WORK TO COMPLETE -> Output all of the entries below precisely as written.

(Saved entries)
#####

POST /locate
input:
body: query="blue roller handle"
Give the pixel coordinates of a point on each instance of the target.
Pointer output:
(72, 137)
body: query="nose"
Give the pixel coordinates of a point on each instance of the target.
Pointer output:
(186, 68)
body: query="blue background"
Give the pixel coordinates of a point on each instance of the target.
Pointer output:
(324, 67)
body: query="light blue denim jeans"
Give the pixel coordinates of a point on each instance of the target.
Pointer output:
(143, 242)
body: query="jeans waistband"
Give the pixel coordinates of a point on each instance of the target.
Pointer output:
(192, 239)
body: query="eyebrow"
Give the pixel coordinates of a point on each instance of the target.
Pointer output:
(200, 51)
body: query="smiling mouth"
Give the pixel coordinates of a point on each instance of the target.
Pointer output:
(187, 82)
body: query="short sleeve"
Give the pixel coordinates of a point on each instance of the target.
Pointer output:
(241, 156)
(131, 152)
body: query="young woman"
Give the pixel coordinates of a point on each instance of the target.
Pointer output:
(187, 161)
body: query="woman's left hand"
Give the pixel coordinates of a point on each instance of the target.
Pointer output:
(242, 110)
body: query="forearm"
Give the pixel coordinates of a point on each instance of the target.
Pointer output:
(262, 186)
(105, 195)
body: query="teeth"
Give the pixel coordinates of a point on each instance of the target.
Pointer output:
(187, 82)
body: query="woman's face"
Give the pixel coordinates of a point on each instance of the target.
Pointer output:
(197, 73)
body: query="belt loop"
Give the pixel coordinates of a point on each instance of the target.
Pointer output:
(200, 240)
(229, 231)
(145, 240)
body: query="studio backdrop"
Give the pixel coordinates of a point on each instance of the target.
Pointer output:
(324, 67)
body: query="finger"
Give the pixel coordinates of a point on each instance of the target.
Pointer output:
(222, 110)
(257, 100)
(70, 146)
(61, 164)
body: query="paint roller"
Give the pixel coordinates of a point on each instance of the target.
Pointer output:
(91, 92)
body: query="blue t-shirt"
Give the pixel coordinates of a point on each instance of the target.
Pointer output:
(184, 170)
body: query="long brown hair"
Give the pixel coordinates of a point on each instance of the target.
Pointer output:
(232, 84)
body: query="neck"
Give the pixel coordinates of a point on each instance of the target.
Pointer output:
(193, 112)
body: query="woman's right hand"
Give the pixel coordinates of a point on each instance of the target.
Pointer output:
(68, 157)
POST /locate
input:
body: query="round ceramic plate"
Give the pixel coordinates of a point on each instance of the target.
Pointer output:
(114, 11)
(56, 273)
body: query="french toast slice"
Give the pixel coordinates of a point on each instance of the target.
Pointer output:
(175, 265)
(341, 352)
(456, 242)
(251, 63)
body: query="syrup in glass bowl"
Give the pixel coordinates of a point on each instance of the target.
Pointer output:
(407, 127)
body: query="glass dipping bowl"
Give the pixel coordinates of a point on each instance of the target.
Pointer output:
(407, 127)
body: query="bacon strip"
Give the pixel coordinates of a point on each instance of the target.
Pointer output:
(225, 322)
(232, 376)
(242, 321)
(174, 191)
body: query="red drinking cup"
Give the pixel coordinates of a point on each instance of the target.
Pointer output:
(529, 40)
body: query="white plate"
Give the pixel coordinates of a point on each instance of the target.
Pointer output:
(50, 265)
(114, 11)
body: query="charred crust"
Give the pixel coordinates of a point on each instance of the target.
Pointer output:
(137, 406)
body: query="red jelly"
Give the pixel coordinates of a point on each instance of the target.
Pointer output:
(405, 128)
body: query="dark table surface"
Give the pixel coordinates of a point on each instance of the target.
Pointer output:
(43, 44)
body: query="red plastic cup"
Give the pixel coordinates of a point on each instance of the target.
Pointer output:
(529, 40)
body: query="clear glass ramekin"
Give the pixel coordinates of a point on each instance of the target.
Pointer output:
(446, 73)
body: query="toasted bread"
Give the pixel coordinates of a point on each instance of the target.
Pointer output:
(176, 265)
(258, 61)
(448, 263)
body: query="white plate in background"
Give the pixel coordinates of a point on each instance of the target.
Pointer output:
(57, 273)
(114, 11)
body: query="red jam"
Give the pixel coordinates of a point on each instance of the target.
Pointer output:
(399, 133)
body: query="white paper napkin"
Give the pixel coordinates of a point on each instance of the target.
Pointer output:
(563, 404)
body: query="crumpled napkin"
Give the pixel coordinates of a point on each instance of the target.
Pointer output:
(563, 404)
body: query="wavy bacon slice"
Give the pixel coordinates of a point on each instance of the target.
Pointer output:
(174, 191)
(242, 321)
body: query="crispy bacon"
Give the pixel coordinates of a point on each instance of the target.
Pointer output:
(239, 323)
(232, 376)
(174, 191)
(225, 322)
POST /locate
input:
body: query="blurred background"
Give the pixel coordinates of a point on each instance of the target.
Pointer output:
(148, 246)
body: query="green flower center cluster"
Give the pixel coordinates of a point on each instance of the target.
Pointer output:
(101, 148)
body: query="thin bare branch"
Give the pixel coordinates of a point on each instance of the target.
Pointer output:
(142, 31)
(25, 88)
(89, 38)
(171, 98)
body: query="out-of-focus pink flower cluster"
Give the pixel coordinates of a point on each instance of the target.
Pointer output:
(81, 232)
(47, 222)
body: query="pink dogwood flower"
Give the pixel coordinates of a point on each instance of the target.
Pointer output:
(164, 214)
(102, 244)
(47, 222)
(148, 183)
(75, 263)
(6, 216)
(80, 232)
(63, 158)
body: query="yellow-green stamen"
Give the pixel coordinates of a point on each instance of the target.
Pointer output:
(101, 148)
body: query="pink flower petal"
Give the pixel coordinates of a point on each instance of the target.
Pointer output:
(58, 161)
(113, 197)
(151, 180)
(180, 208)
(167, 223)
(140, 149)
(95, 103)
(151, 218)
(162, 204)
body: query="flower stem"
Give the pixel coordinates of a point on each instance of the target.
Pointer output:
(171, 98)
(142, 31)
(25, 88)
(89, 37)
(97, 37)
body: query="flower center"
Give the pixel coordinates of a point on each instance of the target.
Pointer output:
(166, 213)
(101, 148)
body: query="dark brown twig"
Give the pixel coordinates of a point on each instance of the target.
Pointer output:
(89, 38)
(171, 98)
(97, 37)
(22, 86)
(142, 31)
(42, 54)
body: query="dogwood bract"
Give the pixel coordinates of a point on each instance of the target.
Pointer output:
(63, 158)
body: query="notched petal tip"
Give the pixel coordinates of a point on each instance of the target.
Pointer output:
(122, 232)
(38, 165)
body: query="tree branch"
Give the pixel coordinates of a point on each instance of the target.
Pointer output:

#####

FINISHED TASK ->
POST /locate
input:
body: query="blue roller handle"
Give the pixel coordinates of a point on each instance of the target.
Pointer output:
(72, 137)
body: query="nose"
Give the pixel coordinates of a point on each instance of the target.
Pointer output:
(186, 68)
body: query="blue background"
Give the pixel coordinates of a point on each instance of the target.
Pointer output:
(324, 67)
body: query="light blue denim jeans"
Give the pixel coordinates of a point on each instance of the target.
Pointer output:
(143, 242)
body: query="jeans waistband"
Give the pixel coordinates of a point on each instance of the target.
Pointer output:
(192, 239)
body: query="eyebrow"
Give the pixel coordinates of a point on each instance of the target.
Pointer output:
(200, 51)
body: query="smiling mouth"
Give the pixel coordinates of a point on each instance of the target.
Pointer output:
(187, 82)
body: query="short sleeve"
Give the pixel coordinates of a point on each instance of the target.
Pointer output:
(241, 156)
(131, 152)
body: query="young woman"
Give the pixel coordinates of a point on each instance of the target.
Pointer output:
(187, 161)
body: query="woman's left hand"
Give the pixel coordinates of a point on each instance of the target.
Pointer output:
(242, 110)
body: query="forearm"
Give the pixel coordinates of a point on each instance of the target.
Pointer output:
(262, 186)
(105, 195)
body: query="teeth"
Give the pixel coordinates of a point on each instance of the target.
Pointer output:
(187, 82)
body: query="woman's face"
Give the pixel coordinates of a point on each instance of the target.
Pointer output:
(197, 73)
body: query="belt loop"
Give the pixel coordinates of a point on each instance of the target.
Pointer output:
(200, 240)
(229, 231)
(145, 240)
body: query="studio backdrop"
Give the pixel coordinates of a point on each instance of the target.
Pointer output:
(324, 67)
body: query="finger"
Give the pixel coordinates of a point on each instance of the target.
Pointer output:
(222, 110)
(257, 100)
(70, 146)
(61, 164)
body: query="paint roller"
Give the pixel coordinates of a point on each instance of the target.
Pointer output:
(91, 92)
body: query="blue t-shirt"
Give the pixel coordinates of a point on each instance of the target.
Pointer output:
(184, 170)
body: query="long brown hair"
Give the pixel coordinates of a point on each instance of the target.
Pointer output:
(232, 84)
body: query="neck"
Give the pixel coordinates of a point on each instance of the target.
Pointer output:
(193, 112)
body: query="woman's right hand"
Give the pixel coordinates of a point on each instance of the target.
Pointer output:
(68, 157)
POST /locate
input:
body: query="round ceramic plate"
Give the pixel coordinates of a point on each instance of the target.
Pointer output:
(114, 11)
(56, 273)
body: query="french toast slice"
Give the pixel coordinates of a point on each instance of the target.
Pointer output:
(175, 265)
(341, 352)
(456, 242)
(251, 63)
body: query="syrup in glass bowl"
Give the pixel coordinates of a point on each instance of the target.
Pointer output:
(407, 127)
body: query="glass dipping bowl"
Give the pixel coordinates of a point on each instance of the target.
Pointer output:
(407, 127)
body: query="bacon strip"
Give the pixel coordinates of a point on each instance of the target.
Pointer output:
(225, 322)
(232, 376)
(242, 321)
(174, 191)
body: query="red drinking cup"
Give the pixel coordinates of a point on each instance of the target.
Pointer output:
(529, 40)
body: query="white plate"
Give the pixel coordinates of a point on each instance of the target.
Pointer output:
(50, 265)
(114, 11)
body: query="charred crust"
Give the pixel coordinates of a point on each instance of the target.
Pointer output:
(137, 406)
body: query="red jelly"
Give the pixel coordinates of a point on each instance of the target.
Pointer output:
(405, 128)
body: query="dark table surface"
Give the pixel coordinates of a point on each instance of the target.
Pointer output:
(43, 44)
body: query="red plastic cup"
Give the pixel coordinates of a point on each instance of the target.
Pointer output:
(529, 40)
body: query="clear glass ramekin"
Give the pixel coordinates of a point on each instance of the target.
Pointer output:
(446, 73)
body: query="toasted bread"
Give the pixel coordinates of a point on each instance of the target.
Pointer output:
(176, 265)
(258, 61)
(448, 263)
body: query="white plate in background"
Give the pixel coordinates of a point on each instance of the target.
Pointer output:
(57, 273)
(114, 11)
body: query="red jam"
Give the pixel coordinates of a point on each instance of the target.
Pointer output:
(399, 133)
body: query="white paper napkin"
Give the pixel coordinates of a point on each instance of the target.
Pointer output:
(563, 404)
body: query="crumpled napkin"
Give the pixel coordinates of a point on each instance of the target.
Pointer output:
(563, 404)
body: query="wavy bacon slice"
Give the pixel coordinates of a point on each instance of the target.
Pointer output:
(174, 191)
(242, 321)
body: query="crispy bacon"
Give the pixel coordinates of a point on each instance of the target.
Pointer output:
(239, 323)
(232, 376)
(174, 191)
(225, 322)
POST /locate
input:
body: query="blurred background"
Give the pixel coordinates of a point on each instance of the target.
Pointer output:
(148, 246)
body: query="green flower center cluster"
Give the pixel coordinates of a point on each instance of the target.
Pointer output:
(101, 148)
body: query="thin bare branch"
Give the pixel coordinates of a point on each instance of the target.
Pointer output:
(142, 31)
(25, 88)
(89, 38)
(171, 98)
body: query="out-of-focus pink flower cluster"
Give the pixel coordinates of a point on each instance of the target.
Pointer output:
(81, 232)
(47, 222)
body: query="pink dogwood flower"
Give the pixel coordinates of a point on each instance of the target.
Pointer output:
(164, 214)
(102, 244)
(47, 222)
(148, 183)
(75, 263)
(6, 216)
(80, 232)
(63, 158)
body: query="yellow-green stamen"
Give the pixel coordinates of a point on each instance of the target.
Pointer output:
(101, 148)
body: query="pink flower petal"
Give the pixel coordinates of a point on each instance of the target.
Pointer output:
(58, 161)
(113, 197)
(151, 180)
(180, 208)
(167, 223)
(140, 149)
(95, 103)
(151, 218)
(162, 204)
body: query="flower stem"
Give the pixel coordinates of a point on each instance of the target.
Pointer output:
(171, 98)
(142, 31)
(25, 88)
(89, 37)
(97, 37)
body: query="flower center"
Give the pixel coordinates of a point on each instance of the target.
Pointer output:
(166, 213)
(101, 148)
body: query="dark brown twig"
Give the pixel coordinates of a point on each instance of the target.
Pointer output:
(89, 38)
(171, 98)
(97, 37)
(22, 86)
(142, 31)
(42, 54)
body: query="dogwood bract"
Give the pixel coordinates of a point on each instance of the target.
Pointer output:
(63, 158)
body: query="notched petal tip"
Give the pixel coordinates of a point on each instance of the target.
Pointer output:
(122, 232)
(38, 165)
body: query="tree branch"
Give the pixel coordinates of a point on each instance of the target.
Pointer output:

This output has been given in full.